=== Given information ===
==*==
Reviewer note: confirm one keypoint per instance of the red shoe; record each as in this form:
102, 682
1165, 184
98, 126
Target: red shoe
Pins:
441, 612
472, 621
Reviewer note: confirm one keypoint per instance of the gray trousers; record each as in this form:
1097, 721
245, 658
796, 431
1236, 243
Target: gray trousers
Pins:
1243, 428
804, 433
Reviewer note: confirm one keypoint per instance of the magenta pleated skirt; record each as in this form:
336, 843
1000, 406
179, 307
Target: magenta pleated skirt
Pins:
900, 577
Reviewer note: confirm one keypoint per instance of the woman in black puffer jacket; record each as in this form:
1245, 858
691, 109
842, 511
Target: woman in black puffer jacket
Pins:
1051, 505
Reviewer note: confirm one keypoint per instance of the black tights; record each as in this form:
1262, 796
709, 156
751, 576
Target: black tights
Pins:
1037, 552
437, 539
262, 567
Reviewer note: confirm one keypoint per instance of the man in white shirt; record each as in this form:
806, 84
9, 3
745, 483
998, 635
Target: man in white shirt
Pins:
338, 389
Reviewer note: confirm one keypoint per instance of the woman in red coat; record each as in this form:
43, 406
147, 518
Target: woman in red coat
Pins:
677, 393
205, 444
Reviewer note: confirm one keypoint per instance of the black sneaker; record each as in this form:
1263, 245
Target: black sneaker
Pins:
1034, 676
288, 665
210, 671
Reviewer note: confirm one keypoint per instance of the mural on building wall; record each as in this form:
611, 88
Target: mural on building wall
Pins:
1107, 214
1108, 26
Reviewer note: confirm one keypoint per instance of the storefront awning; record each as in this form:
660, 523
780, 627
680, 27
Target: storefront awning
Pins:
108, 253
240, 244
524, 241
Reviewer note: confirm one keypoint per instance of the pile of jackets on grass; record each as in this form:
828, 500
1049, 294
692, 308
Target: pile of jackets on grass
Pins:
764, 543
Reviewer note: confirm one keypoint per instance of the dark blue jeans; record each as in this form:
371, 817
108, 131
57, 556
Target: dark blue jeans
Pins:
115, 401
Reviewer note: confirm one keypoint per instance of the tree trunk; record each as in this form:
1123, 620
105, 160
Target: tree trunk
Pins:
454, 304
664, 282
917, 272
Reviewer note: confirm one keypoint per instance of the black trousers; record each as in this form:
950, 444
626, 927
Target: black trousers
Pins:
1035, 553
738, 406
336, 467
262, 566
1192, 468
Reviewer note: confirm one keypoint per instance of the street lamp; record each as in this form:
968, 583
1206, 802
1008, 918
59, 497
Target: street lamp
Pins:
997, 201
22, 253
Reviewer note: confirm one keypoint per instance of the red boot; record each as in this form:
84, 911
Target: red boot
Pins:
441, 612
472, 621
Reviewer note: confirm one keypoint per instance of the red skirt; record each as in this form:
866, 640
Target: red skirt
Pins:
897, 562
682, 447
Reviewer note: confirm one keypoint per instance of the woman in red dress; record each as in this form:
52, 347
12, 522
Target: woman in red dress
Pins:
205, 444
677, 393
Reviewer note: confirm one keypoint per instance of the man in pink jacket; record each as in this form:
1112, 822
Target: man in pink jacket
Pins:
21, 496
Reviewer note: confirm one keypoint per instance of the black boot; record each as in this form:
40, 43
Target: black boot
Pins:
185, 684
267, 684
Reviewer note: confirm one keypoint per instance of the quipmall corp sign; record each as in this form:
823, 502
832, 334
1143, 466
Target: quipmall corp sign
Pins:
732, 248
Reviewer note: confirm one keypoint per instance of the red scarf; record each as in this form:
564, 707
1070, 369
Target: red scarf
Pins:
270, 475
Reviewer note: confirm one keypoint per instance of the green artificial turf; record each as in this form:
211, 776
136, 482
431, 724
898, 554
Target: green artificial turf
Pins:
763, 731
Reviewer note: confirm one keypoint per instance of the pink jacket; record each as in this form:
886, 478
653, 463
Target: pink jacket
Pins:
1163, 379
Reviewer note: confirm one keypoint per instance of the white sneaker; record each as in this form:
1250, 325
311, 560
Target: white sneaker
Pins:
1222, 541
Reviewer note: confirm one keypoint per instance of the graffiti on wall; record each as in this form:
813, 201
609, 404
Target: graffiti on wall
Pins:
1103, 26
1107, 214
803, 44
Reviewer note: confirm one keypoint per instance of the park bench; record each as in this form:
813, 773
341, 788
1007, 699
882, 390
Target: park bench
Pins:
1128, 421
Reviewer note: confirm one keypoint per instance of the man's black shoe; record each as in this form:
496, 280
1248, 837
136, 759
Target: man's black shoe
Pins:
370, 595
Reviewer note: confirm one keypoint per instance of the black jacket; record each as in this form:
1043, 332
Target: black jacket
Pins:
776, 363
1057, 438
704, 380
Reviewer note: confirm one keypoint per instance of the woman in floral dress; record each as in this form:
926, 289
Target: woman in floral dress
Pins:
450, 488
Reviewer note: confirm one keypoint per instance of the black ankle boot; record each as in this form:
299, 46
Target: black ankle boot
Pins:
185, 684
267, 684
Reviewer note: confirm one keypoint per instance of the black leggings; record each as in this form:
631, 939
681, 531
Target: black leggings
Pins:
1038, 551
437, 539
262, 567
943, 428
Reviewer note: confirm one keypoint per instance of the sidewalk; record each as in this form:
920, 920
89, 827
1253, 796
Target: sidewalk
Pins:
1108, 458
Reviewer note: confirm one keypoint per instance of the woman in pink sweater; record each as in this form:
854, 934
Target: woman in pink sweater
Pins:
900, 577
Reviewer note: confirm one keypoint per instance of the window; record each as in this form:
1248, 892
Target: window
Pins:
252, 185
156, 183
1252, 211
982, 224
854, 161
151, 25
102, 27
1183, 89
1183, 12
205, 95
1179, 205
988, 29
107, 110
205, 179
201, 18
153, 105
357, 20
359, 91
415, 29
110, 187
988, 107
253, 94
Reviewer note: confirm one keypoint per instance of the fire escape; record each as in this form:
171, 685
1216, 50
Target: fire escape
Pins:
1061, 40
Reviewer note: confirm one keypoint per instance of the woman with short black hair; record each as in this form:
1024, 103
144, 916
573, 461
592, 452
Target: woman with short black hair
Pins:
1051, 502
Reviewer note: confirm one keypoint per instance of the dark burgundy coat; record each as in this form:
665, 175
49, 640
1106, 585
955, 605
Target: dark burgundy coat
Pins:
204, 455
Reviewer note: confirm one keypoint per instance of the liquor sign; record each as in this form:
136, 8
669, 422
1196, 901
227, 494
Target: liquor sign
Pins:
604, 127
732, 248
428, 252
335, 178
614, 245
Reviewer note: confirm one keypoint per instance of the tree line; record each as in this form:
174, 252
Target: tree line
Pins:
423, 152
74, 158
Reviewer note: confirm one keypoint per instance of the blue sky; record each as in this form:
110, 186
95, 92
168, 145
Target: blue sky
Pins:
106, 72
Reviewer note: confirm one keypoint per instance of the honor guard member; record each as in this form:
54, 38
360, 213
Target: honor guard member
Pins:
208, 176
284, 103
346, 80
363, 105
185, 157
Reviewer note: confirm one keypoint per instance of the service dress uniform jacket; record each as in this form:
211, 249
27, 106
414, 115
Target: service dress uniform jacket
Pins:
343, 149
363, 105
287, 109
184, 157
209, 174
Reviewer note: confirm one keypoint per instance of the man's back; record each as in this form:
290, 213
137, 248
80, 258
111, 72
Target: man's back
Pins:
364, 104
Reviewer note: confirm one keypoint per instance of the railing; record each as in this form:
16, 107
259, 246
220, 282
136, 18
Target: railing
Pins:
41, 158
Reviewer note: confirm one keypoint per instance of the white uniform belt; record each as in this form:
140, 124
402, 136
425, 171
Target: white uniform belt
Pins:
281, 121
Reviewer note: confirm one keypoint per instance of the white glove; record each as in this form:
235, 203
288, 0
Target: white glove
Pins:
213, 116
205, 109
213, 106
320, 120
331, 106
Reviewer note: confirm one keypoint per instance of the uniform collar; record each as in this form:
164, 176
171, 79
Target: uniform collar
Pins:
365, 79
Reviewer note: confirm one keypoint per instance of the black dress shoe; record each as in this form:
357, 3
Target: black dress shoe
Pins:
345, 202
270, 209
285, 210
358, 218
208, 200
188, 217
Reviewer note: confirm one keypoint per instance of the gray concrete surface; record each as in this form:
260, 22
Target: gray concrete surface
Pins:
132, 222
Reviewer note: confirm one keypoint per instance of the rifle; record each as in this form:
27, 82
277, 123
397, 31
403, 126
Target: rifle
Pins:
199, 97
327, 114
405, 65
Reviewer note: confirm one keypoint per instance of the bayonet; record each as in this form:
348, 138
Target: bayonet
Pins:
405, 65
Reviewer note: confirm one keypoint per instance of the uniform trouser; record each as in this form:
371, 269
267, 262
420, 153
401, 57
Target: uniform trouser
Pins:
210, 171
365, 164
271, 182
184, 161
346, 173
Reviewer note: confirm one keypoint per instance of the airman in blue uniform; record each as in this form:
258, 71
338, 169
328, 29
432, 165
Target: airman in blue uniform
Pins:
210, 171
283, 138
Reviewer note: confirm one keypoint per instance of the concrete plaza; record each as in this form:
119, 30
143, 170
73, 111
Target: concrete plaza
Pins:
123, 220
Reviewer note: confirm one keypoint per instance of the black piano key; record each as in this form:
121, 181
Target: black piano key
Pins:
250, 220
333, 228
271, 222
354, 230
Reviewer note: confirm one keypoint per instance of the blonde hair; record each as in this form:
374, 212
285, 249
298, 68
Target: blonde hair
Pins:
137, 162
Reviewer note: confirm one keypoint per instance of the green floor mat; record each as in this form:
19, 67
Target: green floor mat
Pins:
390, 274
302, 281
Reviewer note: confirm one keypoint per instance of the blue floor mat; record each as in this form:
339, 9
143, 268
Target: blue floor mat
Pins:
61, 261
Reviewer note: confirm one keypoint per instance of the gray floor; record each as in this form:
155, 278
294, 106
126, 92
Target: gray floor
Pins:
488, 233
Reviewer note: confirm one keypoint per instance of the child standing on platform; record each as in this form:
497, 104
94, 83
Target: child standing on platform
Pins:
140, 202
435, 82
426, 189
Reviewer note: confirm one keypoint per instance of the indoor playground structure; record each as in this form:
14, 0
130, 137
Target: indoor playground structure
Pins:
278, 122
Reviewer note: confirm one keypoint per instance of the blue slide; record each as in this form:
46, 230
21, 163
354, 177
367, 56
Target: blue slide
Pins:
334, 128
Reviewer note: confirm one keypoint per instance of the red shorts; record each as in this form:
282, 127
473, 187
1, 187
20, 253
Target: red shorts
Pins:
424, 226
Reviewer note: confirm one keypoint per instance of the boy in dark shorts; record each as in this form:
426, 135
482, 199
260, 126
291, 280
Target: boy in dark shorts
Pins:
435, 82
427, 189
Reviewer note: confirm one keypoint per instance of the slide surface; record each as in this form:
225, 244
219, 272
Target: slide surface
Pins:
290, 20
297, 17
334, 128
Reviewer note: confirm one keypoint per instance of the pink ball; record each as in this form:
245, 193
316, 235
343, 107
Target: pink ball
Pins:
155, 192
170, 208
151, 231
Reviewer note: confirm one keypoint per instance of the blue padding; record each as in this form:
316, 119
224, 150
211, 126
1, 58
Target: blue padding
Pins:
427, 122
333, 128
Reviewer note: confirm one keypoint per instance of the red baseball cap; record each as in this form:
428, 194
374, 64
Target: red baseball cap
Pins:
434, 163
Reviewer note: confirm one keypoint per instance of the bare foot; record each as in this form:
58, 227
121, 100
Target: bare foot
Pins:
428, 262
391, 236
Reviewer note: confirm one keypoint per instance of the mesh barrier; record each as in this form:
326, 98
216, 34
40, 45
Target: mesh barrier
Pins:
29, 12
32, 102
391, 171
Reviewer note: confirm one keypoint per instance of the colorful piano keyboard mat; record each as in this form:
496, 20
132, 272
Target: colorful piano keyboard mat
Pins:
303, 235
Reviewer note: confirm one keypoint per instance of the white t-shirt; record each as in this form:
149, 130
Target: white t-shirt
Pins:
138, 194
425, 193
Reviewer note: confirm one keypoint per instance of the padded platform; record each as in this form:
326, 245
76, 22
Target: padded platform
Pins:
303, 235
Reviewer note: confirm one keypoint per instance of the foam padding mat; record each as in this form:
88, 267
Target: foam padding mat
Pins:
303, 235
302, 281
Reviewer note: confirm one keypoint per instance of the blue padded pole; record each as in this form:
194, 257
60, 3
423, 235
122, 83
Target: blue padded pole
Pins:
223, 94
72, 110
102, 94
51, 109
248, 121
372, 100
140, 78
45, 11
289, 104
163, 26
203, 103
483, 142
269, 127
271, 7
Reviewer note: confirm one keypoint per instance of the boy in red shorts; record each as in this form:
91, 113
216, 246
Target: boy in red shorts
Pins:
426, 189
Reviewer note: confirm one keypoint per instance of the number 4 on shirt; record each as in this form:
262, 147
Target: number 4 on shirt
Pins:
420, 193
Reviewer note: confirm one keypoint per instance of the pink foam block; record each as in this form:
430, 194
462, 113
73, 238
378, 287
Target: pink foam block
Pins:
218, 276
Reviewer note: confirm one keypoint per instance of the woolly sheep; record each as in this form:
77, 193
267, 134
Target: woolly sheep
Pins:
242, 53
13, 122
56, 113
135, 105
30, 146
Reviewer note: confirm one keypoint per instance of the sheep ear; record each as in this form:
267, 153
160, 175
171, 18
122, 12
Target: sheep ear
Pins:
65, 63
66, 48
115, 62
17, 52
==*==
=== Written exercise ===
Give back exactly the lines from the line containing "in red shorts;" to the end of the entries, and no other lines.

=== Response ===
Reviewer note: confirm one keypoint per instance of the boy in red shorts; record each as in this form:
91, 113
216, 246
Target: boy in red shorts
Pins:
426, 189
Reviewer note: confirm one keypoint per instance of the number 4 on shirt; record each as in this form:
262, 147
Target: number 4 on shirt
Pins:
420, 193
Reviewer note: confirm one keypoint per instance of the pink foam block; record each as in this form:
430, 194
462, 113
73, 238
378, 287
Target: pink foam block
Pins:
218, 276
Reviewer note: confirm one keypoint per instance of the woolly sheep; record each as in this form:
77, 193
267, 134
Target: woolly sheep
Pins:
242, 53
13, 122
56, 113
135, 105
30, 146
Reviewer note: confirm one keypoint per instance of the sheep ear; record each as in this form:
267, 153
160, 175
171, 18
122, 12
Target: sheep ear
Pins:
65, 63
66, 48
115, 62
17, 52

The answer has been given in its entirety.